**What this task involves**. Every line below is to be quoted exactly, with nothing added or dropped.
-------
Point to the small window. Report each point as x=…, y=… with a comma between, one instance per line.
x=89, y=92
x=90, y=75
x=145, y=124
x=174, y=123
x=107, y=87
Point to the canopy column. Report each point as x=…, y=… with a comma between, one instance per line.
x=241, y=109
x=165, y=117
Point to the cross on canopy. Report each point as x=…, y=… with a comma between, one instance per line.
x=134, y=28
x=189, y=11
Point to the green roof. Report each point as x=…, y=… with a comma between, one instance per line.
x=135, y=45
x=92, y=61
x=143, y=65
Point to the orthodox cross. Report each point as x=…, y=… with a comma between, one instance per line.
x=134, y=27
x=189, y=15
-------
**Solution**.
Point to the small window. Report each point as x=…, y=… with a comma between, one instance per line.
x=89, y=92
x=90, y=75
x=145, y=124
x=174, y=123
x=107, y=87
Point to the canopy column. Report each point as x=…, y=… with a comma between, one instance per line.
x=241, y=109
x=165, y=117
Point to the cross on canopy. Report each point as x=…, y=… with a comma between, one instance per line.
x=134, y=28
x=189, y=11
Point to the green roof. Report each point as x=…, y=… with a comma between, one instance per line.
x=135, y=45
x=92, y=61
x=143, y=65
Point to the orthodox cross. Report each point as x=…, y=… with a comma between, one instance per line.
x=134, y=27
x=189, y=15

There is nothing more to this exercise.